WHAT TO PRODUCE – I'd like the records transcribed exactly, leaving the images out.

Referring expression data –
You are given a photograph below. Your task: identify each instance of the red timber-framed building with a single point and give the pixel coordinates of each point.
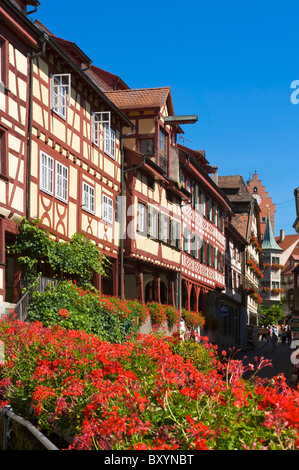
(61, 137)
(17, 40)
(153, 195)
(203, 251)
(75, 172)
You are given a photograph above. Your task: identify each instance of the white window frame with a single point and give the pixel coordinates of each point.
(107, 209)
(88, 197)
(46, 174)
(98, 121)
(154, 223)
(141, 217)
(60, 93)
(109, 141)
(164, 228)
(61, 182)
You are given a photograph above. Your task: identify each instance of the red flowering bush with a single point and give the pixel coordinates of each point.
(255, 268)
(253, 294)
(160, 314)
(73, 307)
(193, 319)
(141, 394)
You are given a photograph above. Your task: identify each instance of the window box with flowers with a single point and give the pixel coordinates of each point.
(277, 291)
(254, 295)
(251, 264)
(276, 266)
(254, 242)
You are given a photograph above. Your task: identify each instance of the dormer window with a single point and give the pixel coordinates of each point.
(60, 93)
(163, 151)
(109, 142)
(101, 127)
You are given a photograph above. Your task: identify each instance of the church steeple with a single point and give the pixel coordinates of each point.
(269, 242)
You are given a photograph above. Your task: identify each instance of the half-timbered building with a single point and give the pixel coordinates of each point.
(247, 221)
(152, 240)
(75, 151)
(203, 251)
(17, 40)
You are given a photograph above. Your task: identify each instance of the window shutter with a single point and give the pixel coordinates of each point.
(178, 235)
(195, 246)
(101, 127)
(209, 254)
(202, 204)
(60, 89)
(195, 196)
(149, 220)
(172, 232)
(209, 208)
(203, 251)
(186, 239)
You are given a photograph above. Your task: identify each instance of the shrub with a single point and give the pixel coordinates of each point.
(74, 308)
(193, 319)
(140, 395)
(195, 352)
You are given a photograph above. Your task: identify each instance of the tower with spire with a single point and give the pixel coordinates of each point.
(271, 252)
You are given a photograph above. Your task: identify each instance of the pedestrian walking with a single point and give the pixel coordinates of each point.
(274, 339)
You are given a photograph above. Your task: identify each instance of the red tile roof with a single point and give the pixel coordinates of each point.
(288, 241)
(141, 98)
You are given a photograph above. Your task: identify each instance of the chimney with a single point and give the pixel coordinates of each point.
(282, 235)
(214, 174)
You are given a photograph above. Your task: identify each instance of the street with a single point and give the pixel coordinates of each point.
(280, 359)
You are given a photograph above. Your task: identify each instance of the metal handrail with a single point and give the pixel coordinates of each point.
(8, 414)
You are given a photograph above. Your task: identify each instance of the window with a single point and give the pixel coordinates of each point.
(3, 64)
(101, 126)
(60, 93)
(209, 254)
(209, 214)
(164, 228)
(61, 183)
(152, 223)
(88, 198)
(107, 213)
(141, 218)
(203, 204)
(109, 142)
(146, 146)
(195, 246)
(163, 151)
(46, 173)
(175, 233)
(203, 251)
(3, 153)
(195, 196)
(187, 241)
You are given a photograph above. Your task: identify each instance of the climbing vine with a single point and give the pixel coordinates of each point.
(78, 257)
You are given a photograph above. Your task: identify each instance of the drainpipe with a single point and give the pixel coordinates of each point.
(29, 141)
(122, 187)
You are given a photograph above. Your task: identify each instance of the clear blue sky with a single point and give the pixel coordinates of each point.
(231, 63)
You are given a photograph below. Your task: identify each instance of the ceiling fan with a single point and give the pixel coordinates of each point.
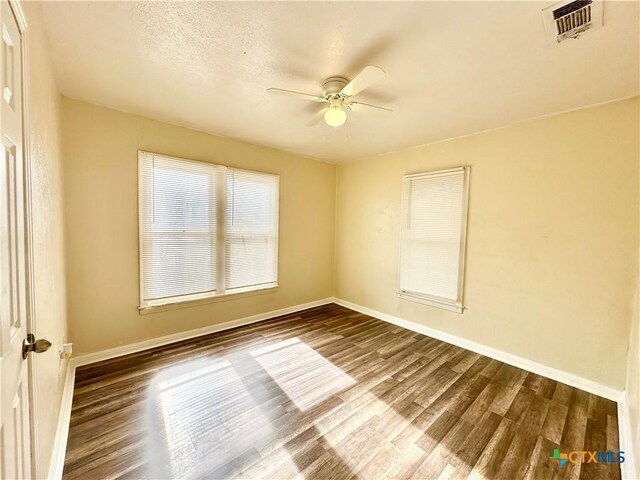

TASK SOLUTION –
You are given a photograph below. Your task: identify each instance of the red timber-framed building with a single point and give the pixel coordinates of each point.
(61, 137)
(17, 40)
(153, 195)
(203, 251)
(75, 172)
You are given a photograph above. Your task: identify each instance of the white window frame with a single point and give the pixel coordinates of each point.
(107, 209)
(88, 197)
(46, 174)
(98, 121)
(154, 223)
(141, 217)
(60, 93)
(109, 141)
(164, 228)
(61, 182)
You are given a photograph above. Your task: identify each instance of the red flowering bush with a single point and give the pixel coordinates of each point.
(255, 268)
(253, 294)
(160, 314)
(73, 307)
(193, 319)
(141, 394)
You are given a photograph above. Your task: identify each instance of the window box with flowers with a single point and give the pixel coordinates of each point.
(277, 291)
(254, 295)
(251, 264)
(276, 266)
(254, 242)
You are given a photograph above. Your task: identify each instance of the dormer window with a single point and give the pixel coordinates of each point.
(60, 93)
(163, 151)
(109, 142)
(101, 127)
You are given a photograph above. Your task: identify each instance of the church steeple with a single point and give the pixel coordinates of each point.
(269, 242)
You are given a photograph above. Your task: identify each instance of the half-timbered building with a single point and give the pixel coordinates of each point.
(247, 221)
(152, 240)
(75, 151)
(203, 251)
(17, 40)
You are given a photograph above. Your task: identify each instance of the window shutter with a single point and give the pixel coordinates of each point.
(178, 235)
(195, 246)
(101, 127)
(209, 254)
(202, 204)
(60, 89)
(195, 196)
(149, 220)
(172, 232)
(209, 208)
(203, 251)
(186, 239)
You are given a photograph above. Your task: identify each instance of the shrub with a single point and give the pixel coordinates of each point.
(74, 308)
(193, 319)
(140, 395)
(195, 352)
You are given a photograph above. Your task: identify each instance of the tower with spire with a single point and give the pixel coordinates of each point.
(271, 252)
You are given a photograph above. Your task: identify each instance of the pedestrian walking with a single point and give the pixel coordinates of each point.
(274, 339)
You are given a photograph above. Your task: identify each instance of the red tile roof with a single point and give the pixel coordinates of each point.
(288, 241)
(141, 98)
You are given a photograph above. Your task: identify each instance of the chimney with a single point and give the pixel coordinates of each point.
(282, 235)
(214, 174)
You are given a photograph above. Your task: identify each instance of the street with a single point and give the pixel coordinates of each point.
(280, 359)
You are given a photograph above. Your task: identify each instance of the metal handrail with a single point and give the pixel coordinates of each point.
(8, 414)
You are given a photograph above. Your task: identify each instance of the window with a single point and give the pixel coordinates of each point.
(3, 64)
(101, 126)
(60, 93)
(209, 254)
(209, 214)
(164, 228)
(61, 183)
(152, 223)
(88, 198)
(107, 213)
(141, 218)
(203, 204)
(109, 142)
(146, 146)
(195, 246)
(163, 151)
(46, 173)
(175, 233)
(203, 251)
(3, 153)
(195, 196)
(187, 241)
You are given a photograph above. Your task: identify each instance of the climbing vine with a single point and give the pixel coordinates of each point.
(78, 257)
You are given a photograph above. Your task: identify each instance of the drainpipe with a single point and give the pixel coordinates of each point.
(29, 141)
(122, 187)
You are given a photograph above. Your task: identify each instance of the clear blue sky with a single point and give the pixel coordinates of each point.
(231, 63)
You are given a photograph below. Your task: identify each instance of the ceiling fan with a single point and give the pixel coordinates of each point.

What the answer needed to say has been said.